> [Objective A]
Locate each line of the records that contains the word "bean", with case counting, and copy those lines.

> [Passage shown]
Moreover, the capacity of American and European states to decide on a foreign policy has strongly diminished because of their cultural deficit in the treatment of intelligence. The NATO network survives in 2030 however, in order to meet a completely different challenge from the original one. Its main task has become to secure the internal order of countries that have been deeply destabilised by migrations. Unlike ancient Greek military confederations (Part I), NATO has been paralysed by its own geocultural deficit but manages to adapt and transform, investing even more into technology in order to meet new internal challenges (Part II).

I. DO ANCIENT MILITARY CONFEDERATIONS HAVE A SECRET OF LONGEVITY?

Classical antiquity provides us with several examples of confederations, which were miniature alliances compared with contemporary military organisations. Five main cases stand out. The first is the Second Athenian Confederation, from 377 to 355 BC, a maritime league of Aegean cities aimed at countering the expansion of Sparta. The second is the League of Corinth, which designates several confederations of Greek cities allied to the Kingdom of Macedonia. The third is the Peloponnesian League, an alliance of Greek cities dominated by the Spartan power between the 6th and 4th centuries BC. The fourth is the League of Delos, a military alliance founded in 478 BC in order to repel the Persian enemy.

The fifth is the Latin League, a confederation uniting about 30 cities of ancient Latium in order to organise mutual defence against external aggressions. How can we explain the longevity of these confederations compared with the alliances of the early modern period? The scale – that of cities – is undoubtedly a major factor. However, two fundamental elements must be added. Firstly, even though egalitarian and collaborative institutions were put in place, the hegemony of the strongest city was ensured. Second, these alliances were all the more durable because they were cemented by a shared religion and culture.

These ancient military alliances functioned as a hegemon, guaranteeing the domination of the imperial centre despite the existence of representative institutions. Thus, the first League of Corinth was founded in 337 BC: this was apparently a simple treaty of ‘common peace’, with cities represented by their respective delegates sitting on a Council.

However, these delegations did not have equal votes. The alliance quickly became a symmachy, obedient to one man. The Peloponnesian League, controlled by Sparta, followed the same mechanism. It was controlled by a Council of Allies consisting of two bodies. The first was the Assembly of the Spartans and the second the Congress of the Allies, in which each allied City-State had one vote. However, Sparta was not obliged to comply with all the resolutions of the League. The Delian League provides another example of a military alliance which ensured the hegemony of a centre, Athens, under an egalitarian outlook. This hegemon could not have been established without the financial power of its imperial heart, grounded in its silver mines. The links between Athens and its allies were from the middle of the 5th century BC the relations of a mother city to its vassal cities.

> [Objective B]
List the five main cases of confederations from classical antiquity that the passage on ancient military confederations names.

[Data extracted from a collection]
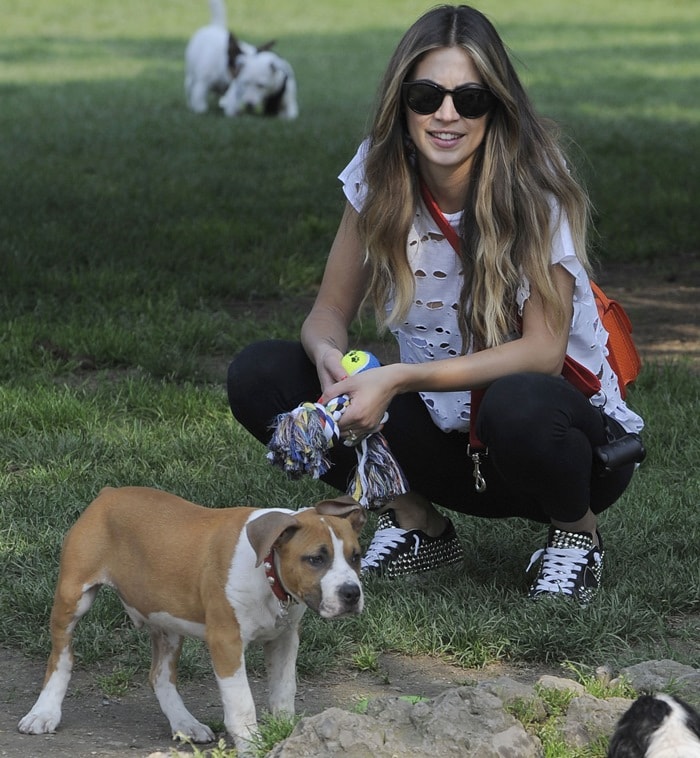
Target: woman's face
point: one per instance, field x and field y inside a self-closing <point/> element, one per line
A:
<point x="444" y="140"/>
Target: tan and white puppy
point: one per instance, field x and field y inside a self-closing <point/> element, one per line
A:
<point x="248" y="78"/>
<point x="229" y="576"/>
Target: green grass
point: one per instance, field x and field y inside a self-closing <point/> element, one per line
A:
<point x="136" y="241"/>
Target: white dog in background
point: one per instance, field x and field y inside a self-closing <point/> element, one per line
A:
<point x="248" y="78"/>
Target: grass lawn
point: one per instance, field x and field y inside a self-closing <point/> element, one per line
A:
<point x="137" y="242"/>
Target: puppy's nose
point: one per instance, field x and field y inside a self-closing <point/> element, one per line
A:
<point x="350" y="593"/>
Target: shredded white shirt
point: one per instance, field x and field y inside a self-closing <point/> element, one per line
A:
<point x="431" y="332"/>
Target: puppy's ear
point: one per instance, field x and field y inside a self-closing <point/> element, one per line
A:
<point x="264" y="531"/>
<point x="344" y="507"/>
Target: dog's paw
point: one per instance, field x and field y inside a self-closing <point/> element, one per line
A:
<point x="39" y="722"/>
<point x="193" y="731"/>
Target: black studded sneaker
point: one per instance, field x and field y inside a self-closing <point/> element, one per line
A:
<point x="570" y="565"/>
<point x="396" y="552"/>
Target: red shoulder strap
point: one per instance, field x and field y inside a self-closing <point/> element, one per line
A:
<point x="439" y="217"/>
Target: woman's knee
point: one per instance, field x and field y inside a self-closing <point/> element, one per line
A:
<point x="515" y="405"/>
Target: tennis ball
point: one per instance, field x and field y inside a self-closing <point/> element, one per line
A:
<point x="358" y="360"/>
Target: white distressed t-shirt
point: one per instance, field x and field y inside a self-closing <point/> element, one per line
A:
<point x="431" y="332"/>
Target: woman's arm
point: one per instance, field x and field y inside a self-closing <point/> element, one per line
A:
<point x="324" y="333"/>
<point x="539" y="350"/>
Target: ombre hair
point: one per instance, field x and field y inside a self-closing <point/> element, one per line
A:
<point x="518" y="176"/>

--

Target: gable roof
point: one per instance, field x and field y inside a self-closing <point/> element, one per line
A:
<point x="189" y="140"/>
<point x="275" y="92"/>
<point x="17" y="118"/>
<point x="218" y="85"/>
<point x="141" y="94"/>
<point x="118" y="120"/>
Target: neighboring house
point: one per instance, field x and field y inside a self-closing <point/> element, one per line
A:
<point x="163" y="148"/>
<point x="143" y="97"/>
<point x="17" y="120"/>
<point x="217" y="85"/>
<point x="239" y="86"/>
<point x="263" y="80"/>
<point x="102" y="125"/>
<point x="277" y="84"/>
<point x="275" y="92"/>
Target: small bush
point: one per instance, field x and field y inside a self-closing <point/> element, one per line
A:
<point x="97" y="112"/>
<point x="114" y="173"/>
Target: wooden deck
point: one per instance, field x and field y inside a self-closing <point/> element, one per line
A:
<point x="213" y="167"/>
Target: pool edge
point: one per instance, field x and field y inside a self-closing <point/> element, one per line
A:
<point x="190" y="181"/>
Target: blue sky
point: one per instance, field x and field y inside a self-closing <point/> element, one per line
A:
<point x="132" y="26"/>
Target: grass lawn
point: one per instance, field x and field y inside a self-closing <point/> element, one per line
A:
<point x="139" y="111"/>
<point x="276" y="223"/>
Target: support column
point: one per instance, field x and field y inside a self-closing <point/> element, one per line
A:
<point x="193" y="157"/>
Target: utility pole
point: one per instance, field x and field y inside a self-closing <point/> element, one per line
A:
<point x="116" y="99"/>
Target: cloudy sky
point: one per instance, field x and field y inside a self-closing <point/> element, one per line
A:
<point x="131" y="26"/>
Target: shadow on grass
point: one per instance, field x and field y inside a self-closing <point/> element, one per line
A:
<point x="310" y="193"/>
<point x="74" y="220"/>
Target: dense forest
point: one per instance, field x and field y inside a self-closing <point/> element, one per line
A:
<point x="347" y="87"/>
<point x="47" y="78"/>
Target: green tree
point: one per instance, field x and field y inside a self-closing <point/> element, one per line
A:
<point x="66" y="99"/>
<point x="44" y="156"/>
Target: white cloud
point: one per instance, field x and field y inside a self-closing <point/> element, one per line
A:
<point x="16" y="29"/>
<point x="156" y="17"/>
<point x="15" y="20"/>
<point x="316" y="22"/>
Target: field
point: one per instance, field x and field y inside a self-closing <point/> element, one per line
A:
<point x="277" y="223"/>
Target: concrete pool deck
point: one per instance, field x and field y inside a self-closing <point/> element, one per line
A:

--

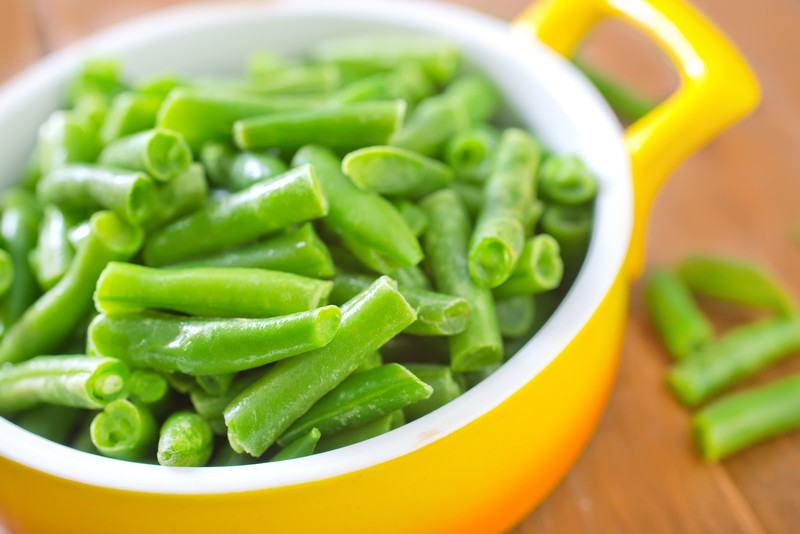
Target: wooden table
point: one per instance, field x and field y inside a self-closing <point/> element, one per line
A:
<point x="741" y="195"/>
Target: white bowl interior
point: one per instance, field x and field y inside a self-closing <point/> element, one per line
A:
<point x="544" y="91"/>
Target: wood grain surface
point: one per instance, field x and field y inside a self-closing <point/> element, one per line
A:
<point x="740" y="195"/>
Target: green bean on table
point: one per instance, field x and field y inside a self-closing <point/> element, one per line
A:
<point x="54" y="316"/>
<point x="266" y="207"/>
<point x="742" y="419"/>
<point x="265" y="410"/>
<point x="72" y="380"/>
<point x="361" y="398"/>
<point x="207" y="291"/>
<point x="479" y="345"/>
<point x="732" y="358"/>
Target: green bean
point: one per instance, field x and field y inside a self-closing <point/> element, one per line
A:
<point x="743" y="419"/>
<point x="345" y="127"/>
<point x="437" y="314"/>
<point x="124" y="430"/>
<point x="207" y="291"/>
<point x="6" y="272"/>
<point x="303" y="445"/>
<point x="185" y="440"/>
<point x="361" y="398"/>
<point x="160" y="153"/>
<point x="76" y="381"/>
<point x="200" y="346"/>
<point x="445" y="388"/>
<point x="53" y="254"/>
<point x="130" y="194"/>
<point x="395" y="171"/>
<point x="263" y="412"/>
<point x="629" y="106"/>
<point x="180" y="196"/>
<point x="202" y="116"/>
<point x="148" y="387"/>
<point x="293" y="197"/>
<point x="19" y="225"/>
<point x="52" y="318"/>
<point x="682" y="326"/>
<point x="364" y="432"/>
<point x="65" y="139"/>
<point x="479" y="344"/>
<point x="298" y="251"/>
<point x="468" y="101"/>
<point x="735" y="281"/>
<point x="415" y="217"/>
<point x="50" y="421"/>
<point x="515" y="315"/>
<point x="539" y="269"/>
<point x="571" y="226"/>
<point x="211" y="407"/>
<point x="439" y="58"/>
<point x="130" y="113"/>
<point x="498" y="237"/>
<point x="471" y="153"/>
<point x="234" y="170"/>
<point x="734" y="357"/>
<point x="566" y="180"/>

> [Worked answer A]
Target: green bean on table
Target: green bean

> [Worked answer B]
1. Second Athenian Confederation
2. League of Corinth
3. Peloponnesian League
4. League of Delos
5. Latin League